------ Stored data
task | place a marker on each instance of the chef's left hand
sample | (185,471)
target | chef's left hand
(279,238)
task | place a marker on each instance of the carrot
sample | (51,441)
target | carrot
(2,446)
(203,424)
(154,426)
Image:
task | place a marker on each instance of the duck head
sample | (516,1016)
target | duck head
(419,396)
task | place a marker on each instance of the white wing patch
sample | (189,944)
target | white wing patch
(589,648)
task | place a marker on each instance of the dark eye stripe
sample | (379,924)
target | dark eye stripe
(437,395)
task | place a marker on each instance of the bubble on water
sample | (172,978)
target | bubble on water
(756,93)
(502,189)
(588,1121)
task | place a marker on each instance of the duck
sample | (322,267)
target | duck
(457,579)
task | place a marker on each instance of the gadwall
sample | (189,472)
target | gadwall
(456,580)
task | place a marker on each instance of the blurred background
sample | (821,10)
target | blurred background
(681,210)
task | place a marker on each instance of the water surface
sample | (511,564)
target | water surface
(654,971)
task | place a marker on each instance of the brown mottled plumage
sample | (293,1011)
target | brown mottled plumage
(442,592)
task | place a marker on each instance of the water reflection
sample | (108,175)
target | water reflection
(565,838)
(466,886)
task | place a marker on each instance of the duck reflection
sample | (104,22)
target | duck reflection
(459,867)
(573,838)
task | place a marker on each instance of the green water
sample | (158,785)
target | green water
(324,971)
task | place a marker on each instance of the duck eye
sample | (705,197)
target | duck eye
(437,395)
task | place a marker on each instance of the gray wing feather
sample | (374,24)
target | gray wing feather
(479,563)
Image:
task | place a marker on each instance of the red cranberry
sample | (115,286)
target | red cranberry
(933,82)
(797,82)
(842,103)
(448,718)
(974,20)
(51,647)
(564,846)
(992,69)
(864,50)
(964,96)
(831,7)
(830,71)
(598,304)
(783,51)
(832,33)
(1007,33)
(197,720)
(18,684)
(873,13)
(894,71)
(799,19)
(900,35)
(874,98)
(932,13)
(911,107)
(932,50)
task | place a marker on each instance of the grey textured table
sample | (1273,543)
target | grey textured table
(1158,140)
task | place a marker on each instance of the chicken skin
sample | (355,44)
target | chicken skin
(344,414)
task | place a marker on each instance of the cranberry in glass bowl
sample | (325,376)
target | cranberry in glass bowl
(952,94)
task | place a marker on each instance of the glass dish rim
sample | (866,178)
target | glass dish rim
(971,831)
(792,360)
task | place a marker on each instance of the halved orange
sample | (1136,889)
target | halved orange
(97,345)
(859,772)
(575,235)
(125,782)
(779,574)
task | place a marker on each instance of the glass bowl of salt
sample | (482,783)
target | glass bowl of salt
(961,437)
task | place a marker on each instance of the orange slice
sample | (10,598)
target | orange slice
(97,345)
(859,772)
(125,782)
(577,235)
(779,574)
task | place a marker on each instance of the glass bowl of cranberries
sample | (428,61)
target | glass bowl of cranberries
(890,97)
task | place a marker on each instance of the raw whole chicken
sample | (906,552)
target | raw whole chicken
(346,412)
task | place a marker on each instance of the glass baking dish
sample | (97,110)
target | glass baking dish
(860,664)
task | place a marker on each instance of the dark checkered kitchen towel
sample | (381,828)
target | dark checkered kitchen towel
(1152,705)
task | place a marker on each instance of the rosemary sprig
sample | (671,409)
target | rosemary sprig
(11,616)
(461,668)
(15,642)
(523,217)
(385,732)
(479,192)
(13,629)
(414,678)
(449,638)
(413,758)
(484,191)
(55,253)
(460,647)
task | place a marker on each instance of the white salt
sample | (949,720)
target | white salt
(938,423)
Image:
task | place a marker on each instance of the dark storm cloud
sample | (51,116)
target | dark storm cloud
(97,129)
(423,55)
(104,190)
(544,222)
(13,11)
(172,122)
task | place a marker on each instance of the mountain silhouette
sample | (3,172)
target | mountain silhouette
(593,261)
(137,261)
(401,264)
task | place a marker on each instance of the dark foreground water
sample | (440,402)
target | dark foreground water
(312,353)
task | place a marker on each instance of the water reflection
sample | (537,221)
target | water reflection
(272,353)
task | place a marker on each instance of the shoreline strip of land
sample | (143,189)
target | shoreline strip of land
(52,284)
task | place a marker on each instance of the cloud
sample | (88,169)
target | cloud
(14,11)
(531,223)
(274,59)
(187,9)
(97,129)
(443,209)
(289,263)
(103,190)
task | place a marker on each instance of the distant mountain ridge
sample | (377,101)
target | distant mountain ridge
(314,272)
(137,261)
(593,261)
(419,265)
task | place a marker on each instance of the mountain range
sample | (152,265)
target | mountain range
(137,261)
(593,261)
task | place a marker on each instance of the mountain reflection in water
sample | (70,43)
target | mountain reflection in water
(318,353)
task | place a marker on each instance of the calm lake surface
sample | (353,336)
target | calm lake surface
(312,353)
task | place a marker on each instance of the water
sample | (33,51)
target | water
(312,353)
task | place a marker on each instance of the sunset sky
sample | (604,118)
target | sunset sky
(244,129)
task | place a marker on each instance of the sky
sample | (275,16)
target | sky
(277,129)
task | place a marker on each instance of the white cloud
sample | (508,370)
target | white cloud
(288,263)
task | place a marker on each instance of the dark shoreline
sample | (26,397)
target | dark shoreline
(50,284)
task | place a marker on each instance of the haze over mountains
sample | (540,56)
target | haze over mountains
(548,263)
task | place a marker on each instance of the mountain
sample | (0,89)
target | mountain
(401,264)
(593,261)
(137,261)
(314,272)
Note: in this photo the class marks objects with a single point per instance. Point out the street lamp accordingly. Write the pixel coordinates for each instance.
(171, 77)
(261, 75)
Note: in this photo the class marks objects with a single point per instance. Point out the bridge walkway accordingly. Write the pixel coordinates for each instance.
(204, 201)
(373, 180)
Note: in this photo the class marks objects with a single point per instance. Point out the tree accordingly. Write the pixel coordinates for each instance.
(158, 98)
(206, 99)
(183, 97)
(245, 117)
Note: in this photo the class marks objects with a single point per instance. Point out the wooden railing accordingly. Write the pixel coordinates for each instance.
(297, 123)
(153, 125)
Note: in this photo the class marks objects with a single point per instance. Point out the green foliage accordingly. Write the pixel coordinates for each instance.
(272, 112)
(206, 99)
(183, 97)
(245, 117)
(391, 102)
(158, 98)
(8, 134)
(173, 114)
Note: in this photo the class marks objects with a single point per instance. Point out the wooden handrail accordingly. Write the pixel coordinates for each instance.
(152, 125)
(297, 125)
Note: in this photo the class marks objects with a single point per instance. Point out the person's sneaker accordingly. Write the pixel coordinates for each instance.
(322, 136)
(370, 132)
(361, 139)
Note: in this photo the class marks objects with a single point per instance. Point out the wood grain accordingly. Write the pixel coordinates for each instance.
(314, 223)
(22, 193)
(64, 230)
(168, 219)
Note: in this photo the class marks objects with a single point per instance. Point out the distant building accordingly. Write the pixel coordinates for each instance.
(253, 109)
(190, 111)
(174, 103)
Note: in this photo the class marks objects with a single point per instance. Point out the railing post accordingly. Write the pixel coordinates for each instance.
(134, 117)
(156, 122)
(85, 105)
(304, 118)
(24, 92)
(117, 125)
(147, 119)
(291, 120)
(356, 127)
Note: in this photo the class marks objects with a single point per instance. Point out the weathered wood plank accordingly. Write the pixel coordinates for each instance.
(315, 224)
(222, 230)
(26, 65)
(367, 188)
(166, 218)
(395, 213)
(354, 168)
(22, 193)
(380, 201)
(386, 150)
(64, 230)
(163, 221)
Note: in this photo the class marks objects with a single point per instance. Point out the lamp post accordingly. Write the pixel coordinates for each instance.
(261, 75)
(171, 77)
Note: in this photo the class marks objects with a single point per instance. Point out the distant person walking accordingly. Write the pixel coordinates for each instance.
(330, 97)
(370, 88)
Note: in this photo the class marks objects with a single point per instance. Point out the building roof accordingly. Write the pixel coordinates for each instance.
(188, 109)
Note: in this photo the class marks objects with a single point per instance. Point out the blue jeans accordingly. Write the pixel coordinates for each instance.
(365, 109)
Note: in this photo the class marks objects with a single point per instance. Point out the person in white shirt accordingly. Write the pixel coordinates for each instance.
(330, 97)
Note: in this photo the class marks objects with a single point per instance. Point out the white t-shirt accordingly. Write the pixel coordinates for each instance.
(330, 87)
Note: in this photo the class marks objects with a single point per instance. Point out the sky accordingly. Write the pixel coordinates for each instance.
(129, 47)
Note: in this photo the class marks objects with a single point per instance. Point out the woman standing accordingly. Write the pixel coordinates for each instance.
------------
■ **Exercise details**
Could you set down, exactly as written, the lines above between the one holding "task | place a marker on each instance of the raw" and the one holding "task | place a marker on each instance of the sky", inclusive, and nothing more?

■ **Worked solution**
task | place a marker on each instance of the raw whole chicken
sample | (906,552)
target | raw whole chicken
(346,412)
task | place a marker on each instance of the glass baking dish
sample | (97,110)
target | glass baking dish
(860,664)
task | place a marker on each instance of the dark checkered kitchen towel
sample | (381,828)
target | dark checkered kitchen towel
(1152,705)
task | place a marker on each instance of the rosemary sprig
sample | (671,409)
target | rosemary sprig
(11,616)
(461,668)
(15,642)
(523,217)
(385,732)
(479,192)
(13,629)
(414,678)
(449,638)
(413,758)
(484,191)
(55,253)
(460,647)
task | place a marker on each instance of the white salt
sample | (949,720)
target | white salt
(938,423)
Image:
task | place a marker on each instance of the dark storm cloud
sample | (51,116)
target | dark storm cloud
(97,129)
(423,55)
(104,190)
(544,222)
(13,11)
(172,122)
task | place a marker on each instance of the mountain silhouette
sample | (3,172)
target | mountain silhouette
(593,261)
(137,261)
(401,264)
task | place a marker on each instance of the dark foreground water
sample | (440,402)
target | dark foreground water
(312,353)
task | place a marker on each instance of the water reflection
sample | (537,221)
target | water reflection
(272,353)
task | place a marker on each instance of the shoreline strip of land
sample | (143,189)
target | shoreline strip of land
(52,284)
task | place a marker on each instance of the cloud
sample | (88,169)
target | cloud
(14,11)
(531,223)
(274,59)
(187,9)
(97,129)
(443,209)
(289,263)
(103,190)
task | place a marker on each instance of the distant mountain ridge
sample | (377,101)
target | distant mountain ridge
(314,272)
(137,261)
(593,261)
(419,265)
task | place a marker on each instance of the mountain range
sample | (152,265)
target | mountain range
(137,261)
(593,261)
task | place a marker on each instance of the mountain reflection in water
sample | (70,43)
target | mountain reflection in water
(318,353)
task | place a marker on each instance of the calm lake surface
sample | (353,336)
target | calm lake surface
(312,353)
task | place a marker on each instance of the water
sample | (33,51)
target | water
(312,353)
task | place a marker on each instance of the sunset sky
sample | (604,118)
target | sunset sky
(244,129)
task | place a marker on each instance of the sky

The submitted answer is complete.